§ **The exercise**: Retype the following passage on identification, binding, and the emotional implementation system verbatim.

* BEGIN Text section *

Identification might be logically separable from Binding, but both painful and happy observation suggests to me that they are empirically inseparable in actual psychological process.

(i)
The emotional implementation system seems more or less automatic, out of your control. Subject to hypothalamic prioritization of competing needs and urges, it decides to, and does, pump the adrenalin or other hormones, ready the body for action as appropriate, refocus the attention recursively, modify the comportment of your facial expression and bodily posture. Supplied with a response or action plan it provides a suitable level of motivation, and drives you through the execution of that action plan.

The novelty in this model is in the separation of identification and binding from perception, assessment, and implementation. Objections?: First, an organism that contemplates stuff irrelevant to self wastes limited cognitive resources. Second, all these processes, even Ap() is subscripted with p, the subjective perceiver; naturally, since they are carried out within the organism itself and thus subect to its limitations of perspective, intelligence, time, etc. Third, a separation between circumstance and assessment may be pointless in an organism designed to respond quickly to save its life; (the internal representation of) the abstract difference between fact and value is not a design requirement inside a simple, often-correctly-reactive organism.

* END Text section *
* BEGIN Material *

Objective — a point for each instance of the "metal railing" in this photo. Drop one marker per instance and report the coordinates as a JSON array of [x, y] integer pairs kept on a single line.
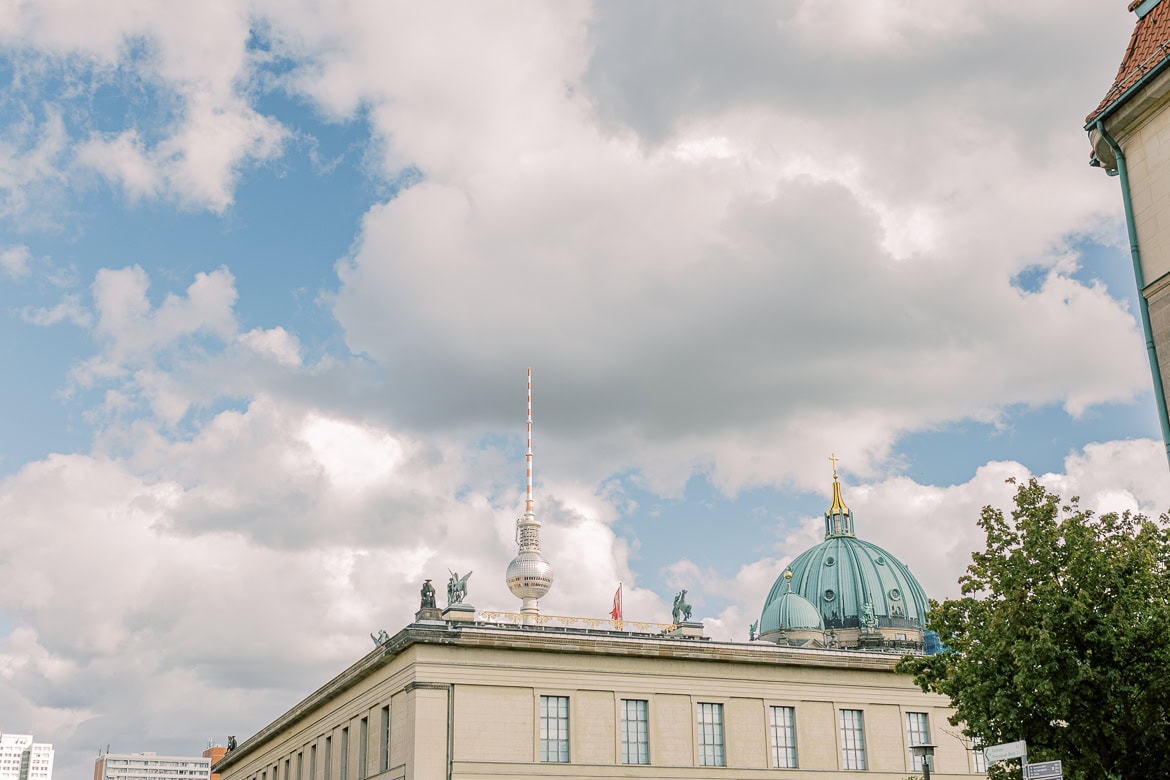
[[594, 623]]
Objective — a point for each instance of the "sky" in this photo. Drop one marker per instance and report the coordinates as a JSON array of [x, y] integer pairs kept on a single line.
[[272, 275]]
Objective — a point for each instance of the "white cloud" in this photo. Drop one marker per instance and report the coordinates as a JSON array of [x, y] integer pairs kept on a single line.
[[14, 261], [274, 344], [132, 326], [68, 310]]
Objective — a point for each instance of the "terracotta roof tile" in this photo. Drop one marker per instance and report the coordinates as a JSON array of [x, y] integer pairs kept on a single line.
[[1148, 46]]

* END Material *
* BEGIN Material *

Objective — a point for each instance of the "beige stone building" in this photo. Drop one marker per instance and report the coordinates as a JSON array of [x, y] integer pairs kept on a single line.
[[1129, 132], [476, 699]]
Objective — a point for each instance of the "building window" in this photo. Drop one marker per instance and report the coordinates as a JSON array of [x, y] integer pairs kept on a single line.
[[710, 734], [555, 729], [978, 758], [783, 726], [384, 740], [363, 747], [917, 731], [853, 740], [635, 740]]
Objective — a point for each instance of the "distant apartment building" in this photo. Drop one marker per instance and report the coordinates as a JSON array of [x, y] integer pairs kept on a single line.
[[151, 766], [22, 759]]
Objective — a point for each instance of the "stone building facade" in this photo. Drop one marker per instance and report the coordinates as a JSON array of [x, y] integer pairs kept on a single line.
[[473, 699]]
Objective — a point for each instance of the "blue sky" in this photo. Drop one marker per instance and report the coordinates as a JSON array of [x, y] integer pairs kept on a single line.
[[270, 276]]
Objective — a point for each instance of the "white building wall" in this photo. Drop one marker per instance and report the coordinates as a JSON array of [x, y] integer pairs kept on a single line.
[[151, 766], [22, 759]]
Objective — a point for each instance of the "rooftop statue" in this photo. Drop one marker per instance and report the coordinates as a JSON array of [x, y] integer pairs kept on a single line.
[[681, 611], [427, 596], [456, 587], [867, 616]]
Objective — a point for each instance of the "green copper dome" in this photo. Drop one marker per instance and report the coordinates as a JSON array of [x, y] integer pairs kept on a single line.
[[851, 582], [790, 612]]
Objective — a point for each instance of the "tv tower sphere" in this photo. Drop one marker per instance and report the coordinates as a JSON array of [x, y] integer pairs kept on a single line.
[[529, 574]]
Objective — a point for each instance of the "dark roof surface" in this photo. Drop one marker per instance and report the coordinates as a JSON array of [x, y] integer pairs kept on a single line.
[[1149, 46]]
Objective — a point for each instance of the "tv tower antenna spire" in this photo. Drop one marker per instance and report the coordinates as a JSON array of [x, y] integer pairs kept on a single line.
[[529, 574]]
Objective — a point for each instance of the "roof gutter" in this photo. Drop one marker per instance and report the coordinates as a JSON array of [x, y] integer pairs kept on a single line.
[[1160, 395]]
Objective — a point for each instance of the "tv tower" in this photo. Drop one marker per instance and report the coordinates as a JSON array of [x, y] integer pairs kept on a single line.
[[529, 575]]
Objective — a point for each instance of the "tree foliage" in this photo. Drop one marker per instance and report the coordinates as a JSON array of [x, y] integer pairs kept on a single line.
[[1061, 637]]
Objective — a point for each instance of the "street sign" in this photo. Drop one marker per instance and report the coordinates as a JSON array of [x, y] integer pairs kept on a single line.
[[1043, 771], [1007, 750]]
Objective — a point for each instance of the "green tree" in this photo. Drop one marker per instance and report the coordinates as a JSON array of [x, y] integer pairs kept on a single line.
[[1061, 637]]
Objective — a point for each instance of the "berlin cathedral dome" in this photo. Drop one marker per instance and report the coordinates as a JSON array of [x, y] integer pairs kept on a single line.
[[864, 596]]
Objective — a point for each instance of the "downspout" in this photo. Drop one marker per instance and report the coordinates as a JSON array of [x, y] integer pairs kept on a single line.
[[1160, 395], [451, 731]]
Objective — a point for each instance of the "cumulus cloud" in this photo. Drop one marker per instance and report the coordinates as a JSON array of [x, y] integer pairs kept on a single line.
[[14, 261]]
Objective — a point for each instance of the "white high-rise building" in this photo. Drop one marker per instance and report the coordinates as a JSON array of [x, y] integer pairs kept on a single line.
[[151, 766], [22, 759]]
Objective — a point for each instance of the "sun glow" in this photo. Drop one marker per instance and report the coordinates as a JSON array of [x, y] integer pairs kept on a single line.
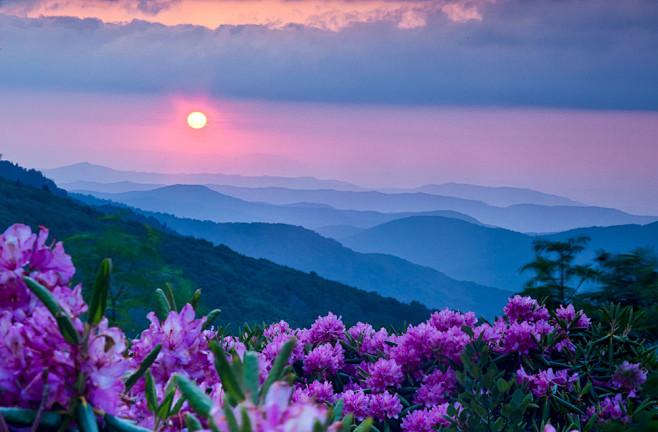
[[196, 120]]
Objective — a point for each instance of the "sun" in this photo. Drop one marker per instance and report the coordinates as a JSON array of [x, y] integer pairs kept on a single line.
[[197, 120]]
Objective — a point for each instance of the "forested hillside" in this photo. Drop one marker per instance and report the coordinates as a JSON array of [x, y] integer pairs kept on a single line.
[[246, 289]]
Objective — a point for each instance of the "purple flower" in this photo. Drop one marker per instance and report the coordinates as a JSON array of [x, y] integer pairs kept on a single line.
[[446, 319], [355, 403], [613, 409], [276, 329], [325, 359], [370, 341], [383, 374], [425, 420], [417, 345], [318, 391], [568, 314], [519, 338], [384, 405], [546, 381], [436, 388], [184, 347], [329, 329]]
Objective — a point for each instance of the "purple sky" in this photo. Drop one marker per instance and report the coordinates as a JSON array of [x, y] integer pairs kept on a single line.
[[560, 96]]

* END Material *

§ **Output**:
Identification might be logically separable from Binding, but both painful and happy observation suggests to me that they are empirically inseparable in actual psychological process.

(i)
The emotional implementation system seems more or less automatic, out of your control. Subject to hypothalamic prioritization of competing needs and urges, it decides to, and does, pump the adrenalin or other hormones, ready the body for action as appropriate, refocus the attention recursively, modify the comportment of your facial expression and bodily posture. Supplied with a response or action plan it provides a suitable level of motivation, and drives you through the execution of that action plan.

The novelty in this model is in the separation of identification and binding from perception, assessment, and implementation. Objections?: First, an organism that contemplates stuff irrelevant to self wastes limited cognitive resources. Second, all these processes, even Ap() is subscripted with p, the subjective perceiver; naturally, since they are carried out within the organism itself and thus subect to its limitations of perspective, intelligence, time, etc. Third, a separation between circumstance and assessment may be pointless in an organism designed to respond quickly to save its life; (the internal representation of) the abstract difference between fact and value is not a design requirement inside a simple, often-correctly-reactive organism.